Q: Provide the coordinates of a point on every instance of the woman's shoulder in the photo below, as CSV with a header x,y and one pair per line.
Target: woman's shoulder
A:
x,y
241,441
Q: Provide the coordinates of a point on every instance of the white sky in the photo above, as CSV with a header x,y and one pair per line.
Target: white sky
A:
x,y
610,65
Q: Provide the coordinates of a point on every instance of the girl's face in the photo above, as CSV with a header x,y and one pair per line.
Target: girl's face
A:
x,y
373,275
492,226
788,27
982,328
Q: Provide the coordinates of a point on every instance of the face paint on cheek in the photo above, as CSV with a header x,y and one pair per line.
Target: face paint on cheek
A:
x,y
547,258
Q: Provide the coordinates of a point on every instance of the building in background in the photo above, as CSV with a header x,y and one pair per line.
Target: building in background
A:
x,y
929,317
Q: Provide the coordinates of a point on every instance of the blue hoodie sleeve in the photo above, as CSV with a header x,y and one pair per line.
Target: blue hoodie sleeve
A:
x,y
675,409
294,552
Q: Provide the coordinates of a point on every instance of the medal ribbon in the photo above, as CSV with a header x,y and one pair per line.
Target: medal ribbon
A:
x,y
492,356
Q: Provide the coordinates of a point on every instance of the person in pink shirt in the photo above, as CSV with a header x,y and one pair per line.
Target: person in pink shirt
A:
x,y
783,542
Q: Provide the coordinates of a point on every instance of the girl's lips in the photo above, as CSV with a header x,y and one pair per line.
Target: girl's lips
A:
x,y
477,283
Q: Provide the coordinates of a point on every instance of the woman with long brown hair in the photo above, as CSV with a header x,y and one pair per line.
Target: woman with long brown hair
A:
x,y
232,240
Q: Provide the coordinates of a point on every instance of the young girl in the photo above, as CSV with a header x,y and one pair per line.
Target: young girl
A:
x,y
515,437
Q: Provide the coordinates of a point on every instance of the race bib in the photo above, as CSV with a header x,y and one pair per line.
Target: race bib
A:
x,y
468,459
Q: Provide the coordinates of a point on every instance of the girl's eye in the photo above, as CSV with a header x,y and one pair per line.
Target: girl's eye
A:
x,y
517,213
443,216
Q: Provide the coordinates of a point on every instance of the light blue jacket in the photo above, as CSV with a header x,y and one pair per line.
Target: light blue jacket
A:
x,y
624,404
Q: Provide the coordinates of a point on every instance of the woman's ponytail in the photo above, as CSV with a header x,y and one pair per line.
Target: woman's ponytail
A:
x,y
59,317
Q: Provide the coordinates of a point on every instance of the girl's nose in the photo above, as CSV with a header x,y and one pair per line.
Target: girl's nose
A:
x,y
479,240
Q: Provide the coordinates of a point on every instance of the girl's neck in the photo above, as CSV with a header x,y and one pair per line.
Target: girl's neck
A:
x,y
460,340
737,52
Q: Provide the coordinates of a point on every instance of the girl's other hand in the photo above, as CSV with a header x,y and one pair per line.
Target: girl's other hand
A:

══════

DESCRIPTION OF THE TASK: Return all of the data above verbatim.

TASK SOLUTION:
Q: Provide the coordinates of a point on every instance of the woman's shoulder in the photo below, as CSV with a header x,y and one pair per line.
Target: woman's shoulder
A:
x,y
241,441
Q: Provide the coordinates of a point on every instance of the white sky in the photo above, as CSV with a header x,y and one pair per line.
Target: white sky
A:
x,y
610,65
Q: Provide the coordinates of a point on every instance of the girl's face in the photo above, as CSV with a header x,y and one pair per line.
Target: girl's face
A:
x,y
373,275
492,226
788,27
982,328
Q: Provide the coordinates of a point on every instance of the face paint on cheek in the photo above, as CSV with a header x,y and one pair per line.
Target: face paint on cheek
A:
x,y
547,258
Q: Provide the coordinates of a point on every instance of the building in background in the photo above, as CSV with a header x,y and one pair per line.
Target: building in background
A:
x,y
929,317
Q: Provide the coordinates of a point on every instance of the blue hoodie sleeve in the photo above, as CSV with a header x,y and one pair per line.
Target: blue hoodie sleeve
A:
x,y
675,409
294,552
Q: Provide the coordinates of a point on every instance of the medal ribbon in the photo above, as CSV with a header x,y and one pair per line.
Target: medal ribbon
A:
x,y
492,356
Q: Provide the coordinates of a point on every instance of the person in pink shirt in the photo above, as CSV with a header x,y and one pair per line.
Target: person in pink shirt
A:
x,y
783,542
Q: Provide the coordinates of a point on every instance of the girl's lips in the photo above, as CSV with a header x,y and one pair per line.
Target: girl's lips
A:
x,y
477,283
Q: Provide the coordinates of a point on every instance of the woman with long brown hair in the photo above, as CSV with a header x,y and one pair per line.
Target: woman with long brown hair
A:
x,y
232,240
Q: Provide the coordinates of a point on every instance of the young girl in the photo above, as CSV with a header x,y and one pair per line.
Target: young girl
A:
x,y
515,437
Q: Provide the coordinates of a point on every instance of the race bib in the photo above, as CSV with a header x,y and one pair per line.
Target: race bib
A:
x,y
468,459
Q: Provide the coordinates of a point on every instance of the girl's eye in the photo above, as CSV with a header x,y and one pair per line.
Target: girl's eye
A:
x,y
517,213
443,216
Q: Provide the coordinates of a point on every instance of the light blue jacket in the photo above, as CSV with a header x,y and one pair per line.
Target: light blue jacket
A:
x,y
624,404
Q: Provide the coordinates of a point on every instance of the woman's ponytail in the photo above, as CSV with a header x,y and one pair per line.
Target: woman's ponytail
A:
x,y
59,317
Q: Provide the coordinates of a point on every instance of the girl's nose in the photo above, as CSV with a header x,y and one pair per line.
Target: girl's nose
A:
x,y
479,240
Q: Provide the coordinates of a point on every instance of the girl's neck in the photo above, as CSV with a header x,y and one pair per line.
Target: girl's neck
A:
x,y
460,340
737,52
Q: Provide the coordinates of a point on every instance of the girl's other hand in the photo above, as CSV with a header x,y and one pair per line.
Target: girl's other hand
A:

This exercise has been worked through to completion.